* _PROBLEM REQUIREMENTS_
Retype every line of the data below, character for character.

-- BEGIN --

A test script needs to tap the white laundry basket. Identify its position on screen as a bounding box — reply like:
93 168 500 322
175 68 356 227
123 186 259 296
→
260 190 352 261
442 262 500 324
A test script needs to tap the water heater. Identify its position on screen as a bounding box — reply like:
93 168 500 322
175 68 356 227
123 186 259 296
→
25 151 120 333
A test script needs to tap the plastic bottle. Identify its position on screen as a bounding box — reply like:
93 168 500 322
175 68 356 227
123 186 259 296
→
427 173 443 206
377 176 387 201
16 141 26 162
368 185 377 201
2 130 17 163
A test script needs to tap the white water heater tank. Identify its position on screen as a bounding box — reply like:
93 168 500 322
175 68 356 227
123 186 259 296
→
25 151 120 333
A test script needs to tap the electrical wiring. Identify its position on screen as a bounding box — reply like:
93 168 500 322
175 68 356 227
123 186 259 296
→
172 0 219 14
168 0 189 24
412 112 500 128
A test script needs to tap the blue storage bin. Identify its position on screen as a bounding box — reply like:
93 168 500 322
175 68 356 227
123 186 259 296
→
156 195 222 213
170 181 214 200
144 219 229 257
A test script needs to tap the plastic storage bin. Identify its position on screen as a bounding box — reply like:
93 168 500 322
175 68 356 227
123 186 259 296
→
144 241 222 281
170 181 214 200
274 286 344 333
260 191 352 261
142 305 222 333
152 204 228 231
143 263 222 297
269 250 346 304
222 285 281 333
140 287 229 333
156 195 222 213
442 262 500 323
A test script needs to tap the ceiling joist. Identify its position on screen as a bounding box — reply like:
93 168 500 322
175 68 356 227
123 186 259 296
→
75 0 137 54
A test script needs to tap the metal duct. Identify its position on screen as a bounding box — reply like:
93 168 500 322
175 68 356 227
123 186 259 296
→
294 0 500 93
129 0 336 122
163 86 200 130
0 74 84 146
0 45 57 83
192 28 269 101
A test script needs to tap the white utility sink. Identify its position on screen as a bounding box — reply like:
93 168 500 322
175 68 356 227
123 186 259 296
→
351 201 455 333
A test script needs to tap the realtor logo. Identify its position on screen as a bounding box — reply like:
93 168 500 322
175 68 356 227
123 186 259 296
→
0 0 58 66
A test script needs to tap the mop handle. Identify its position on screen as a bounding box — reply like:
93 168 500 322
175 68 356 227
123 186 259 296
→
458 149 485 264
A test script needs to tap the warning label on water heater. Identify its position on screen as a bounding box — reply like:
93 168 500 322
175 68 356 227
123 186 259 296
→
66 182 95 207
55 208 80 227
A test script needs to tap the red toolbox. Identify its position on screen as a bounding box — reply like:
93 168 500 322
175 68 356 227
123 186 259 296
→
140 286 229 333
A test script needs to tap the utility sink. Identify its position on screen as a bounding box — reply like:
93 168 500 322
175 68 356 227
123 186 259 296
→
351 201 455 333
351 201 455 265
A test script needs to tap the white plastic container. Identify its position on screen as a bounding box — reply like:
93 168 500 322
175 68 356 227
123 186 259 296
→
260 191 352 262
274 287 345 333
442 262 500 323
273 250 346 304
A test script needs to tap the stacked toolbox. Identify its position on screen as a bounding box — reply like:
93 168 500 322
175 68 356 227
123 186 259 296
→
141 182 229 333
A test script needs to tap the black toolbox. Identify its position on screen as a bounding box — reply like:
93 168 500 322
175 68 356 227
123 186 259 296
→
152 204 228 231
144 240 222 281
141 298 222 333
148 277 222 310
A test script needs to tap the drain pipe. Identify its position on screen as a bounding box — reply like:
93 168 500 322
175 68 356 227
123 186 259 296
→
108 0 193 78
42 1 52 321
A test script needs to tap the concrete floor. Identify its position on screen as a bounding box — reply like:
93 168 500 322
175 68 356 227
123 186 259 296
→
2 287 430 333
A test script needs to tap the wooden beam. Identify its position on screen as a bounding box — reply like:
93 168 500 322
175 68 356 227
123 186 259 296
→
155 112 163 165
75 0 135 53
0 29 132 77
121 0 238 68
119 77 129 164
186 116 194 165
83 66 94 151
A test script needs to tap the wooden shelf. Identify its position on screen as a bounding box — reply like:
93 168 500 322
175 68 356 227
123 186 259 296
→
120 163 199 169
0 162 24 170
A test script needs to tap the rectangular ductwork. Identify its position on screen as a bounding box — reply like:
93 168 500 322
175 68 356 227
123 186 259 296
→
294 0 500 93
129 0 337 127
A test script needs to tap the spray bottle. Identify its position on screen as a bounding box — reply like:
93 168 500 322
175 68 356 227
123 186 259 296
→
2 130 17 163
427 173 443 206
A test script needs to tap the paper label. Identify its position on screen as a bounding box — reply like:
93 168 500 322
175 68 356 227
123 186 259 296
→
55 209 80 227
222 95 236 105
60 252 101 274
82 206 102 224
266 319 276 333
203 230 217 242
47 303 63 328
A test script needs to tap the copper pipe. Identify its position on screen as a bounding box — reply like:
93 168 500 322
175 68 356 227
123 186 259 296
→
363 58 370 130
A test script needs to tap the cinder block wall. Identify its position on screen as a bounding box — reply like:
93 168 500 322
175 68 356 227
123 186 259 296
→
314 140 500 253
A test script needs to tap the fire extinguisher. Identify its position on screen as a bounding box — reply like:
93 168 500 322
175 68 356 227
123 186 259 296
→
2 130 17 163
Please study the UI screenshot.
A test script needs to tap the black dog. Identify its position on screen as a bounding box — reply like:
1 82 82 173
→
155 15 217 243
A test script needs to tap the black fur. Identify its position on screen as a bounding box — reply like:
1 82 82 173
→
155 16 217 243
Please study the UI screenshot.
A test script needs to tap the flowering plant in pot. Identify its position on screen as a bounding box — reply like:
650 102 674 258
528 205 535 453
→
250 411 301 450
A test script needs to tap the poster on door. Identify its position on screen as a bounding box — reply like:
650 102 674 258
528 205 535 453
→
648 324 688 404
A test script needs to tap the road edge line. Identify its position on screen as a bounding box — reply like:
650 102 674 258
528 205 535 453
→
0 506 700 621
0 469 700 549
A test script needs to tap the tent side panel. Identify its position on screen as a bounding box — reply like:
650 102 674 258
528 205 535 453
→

-- END --

* _FINAL RESULT_
A test script needs to tap the white laundry basket. Identify its position on screen as a bounding box — reply like:
93 168 500 322
175 68 356 227
123 186 259 296
→
260 190 352 261
442 262 500 324
A test script needs to tap the water heater. Identify its position on screen as a bounding box — reply like:
93 168 500 322
175 68 356 227
123 186 259 296
→
25 151 120 333
A test script needs to tap the plastic bottle. Identify its position on screen as a bounding box — reply like:
93 168 500 322
175 68 356 227
123 186 259 296
→
427 173 443 206
377 176 387 201
16 141 26 162
368 185 377 201
2 130 17 163
A test script needs to tap the white water heater tank. Identify its position on screen as a bounding box — reply like:
93 168 500 322
175 68 356 227
123 186 259 296
→
25 151 120 333
A test script needs to tap the electrical wiring. Identify its position on screen as a bounding box — reply like:
93 168 500 322
175 68 356 227
123 186 259 296
→
172 0 219 14
168 0 189 24
412 112 500 128
A test script needs to tap the blue storage bin. Identify its position on screen as a bounding box — reply like:
93 168 500 322
175 68 356 227
123 186 259 296
→
156 195 222 213
170 181 214 200
144 219 229 257
A test script needs to tap the plastic storage bin. Identify its position on screen as a bounding box — reply like:
93 168 500 322
175 68 356 227
123 186 259 296
→
144 241 222 281
170 181 214 200
274 286 344 333
260 191 352 261
142 305 222 333
152 204 228 231
143 263 222 297
269 250 346 304
222 285 281 333
140 287 229 333
156 195 222 213
442 262 500 323
A test script needs to tap the ceiling joist. Identify its position on screen as a bounding box — reply like:
93 168 500 322
175 68 356 227
123 186 259 296
→
75 0 137 54
A test script needs to tap the metal duct. Identify its position on screen as a bounding box — reply like:
93 168 500 322
175 68 356 227
123 186 259 296
→
294 0 500 93
129 0 336 122
163 86 200 130
0 74 84 146
0 45 57 83
192 28 269 101
A test script needs to tap the white utility sink. Identify its position on screen as a bounding box — reply like:
93 168 500 322
175 68 356 227
123 186 259 296
→
351 201 455 333
A test script needs to tap the realtor logo. Identify its position on screen as a bounding box — reply like:
93 168 500 322
175 68 356 227
123 186 259 296
→
0 0 58 66
A test script needs to tap the mop handle. Identify its position on screen as a bounding box — reply like:
93 168 500 322
175 68 356 227
123 186 259 296
→
458 149 485 264
A test script needs to tap the warning label on water heater. Identify its position on screen as a bounding box — reply like:
93 168 500 322
175 68 356 227
123 186 259 296
→
66 182 95 207
55 208 80 227
A test script needs to tap the red toolbox. Identify its position on screen as a bounding box — reply like:
93 168 500 322
175 68 356 227
123 186 259 296
→
140 286 229 333
A test script needs to tap the utility sink. Identify its position on screen as a bounding box — reply like:
93 168 500 322
175 68 356 227
123 186 259 296
→
351 201 455 333
351 201 455 265
A test script needs to tap the white plastic container. Identify its position on screen as a bounding box — reply like:
93 168 500 322
175 68 356 227
123 186 259 296
→
260 191 352 262
274 287 345 333
442 262 500 323
273 250 346 304
A test script needs to tap the stacked toolbox. Identify its position on screen as a bounding box — reply like:
93 168 500 322
175 68 356 227
123 186 259 296
→
141 182 229 333
A test script needs to tap the black toolbox. Identify its position on screen as a bounding box — reply like:
93 168 500 322
175 68 356 227
123 186 259 296
→
152 204 228 231
144 240 222 281
141 298 222 333
148 277 222 310
A test script needs to tap the drain pipe. Identify its position on screen as a bounding box — reply like:
93 168 500 322
175 68 356 227
123 186 259 296
→
108 0 193 78
42 1 52 321
A test script needs to tap the concrete floor. Identify its position on screen as a bounding box — reply like:
93 168 500 322
175 68 356 227
123 186 259 296
→
2 287 430 333
A test script needs to tap the wooden beam. Identify its position on screen as a bounding box — reply like:
93 168 500 322
175 68 356 227
123 186 259 296
→
155 112 163 165
75 0 135 53
0 29 132 77
121 0 238 68
119 77 129 164
186 116 194 165
83 66 94 151
A test script needs to tap the wooden shelf. Identify its position on screen as a bounding box — reply like:
93 168 500 322
175 68 356 227
123 186 259 296
→
120 163 199 169
0 162 24 170
A test script needs to tap the rectangular ductwork. Identify its position on screen as a bounding box — reply like:
93 168 500 322
175 68 356 227
123 186 259 296
→
294 0 500 93
129 0 337 127
A test script needs to tap the spray bottle. Identify its position on screen as a bounding box — reply like:
93 168 500 322
175 68 356 227
123 186 259 296
→
2 130 17 163
427 173 443 206
A test script needs to tap the paper label. Identify its position on screen as a bounding box — reply like:
93 168 500 322
175 68 356 227
123 186 259 296
→
55 209 80 227
222 95 236 105
60 252 101 274
82 206 102 224
266 319 276 333
203 230 217 242
47 303 63 328
A test script needs to tap the copper pipe. Identify its position on screen as a bounding box — reply like:
93 168 500 322
175 68 356 227
123 186 259 296
→
363 58 370 130
A test script needs to tap the cinder block wall. Identify its position on screen as a bounding box — reply like:
93 168 500 322
175 68 356 227
123 186 259 296
→
314 140 500 253
A test script needs to tap the fire extinguisher. Identify its position on screen as a bounding box — reply like:
93 168 500 322
175 68 356 227
123 186 259 296
→
2 130 17 163
Please study the UI screenshot.
A test script needs to tap the black dog. Identify its position on screen as a bounding box — reply like:
1 82 82 173
→
155 15 217 243
A test script needs to tap the black fur. Identify its position on screen as a bounding box — reply like:
1 82 82 173
→
155 16 217 243
Please study the UI screenshot.
A test script needs to tap the flowering plant in pot. Identify its position on screen as a bounding box — reply like:
650 102 674 258
528 205 535 453
→
250 411 301 450
A test script needs to tap the poster on door. Identify its position on screen as a bounding box — reply like:
650 102 674 258
528 205 535 453
→
648 324 688 404
A test script needs to tap the road edge line. Identify its position on screen as a bounding box — reply like:
650 102 674 258
528 205 535 453
→
0 506 700 621
0 469 700 549
A test script needs to tap the tent side panel. Identify its position on screen as a bounding box — reply like:
650 102 674 258
528 205 535 453
→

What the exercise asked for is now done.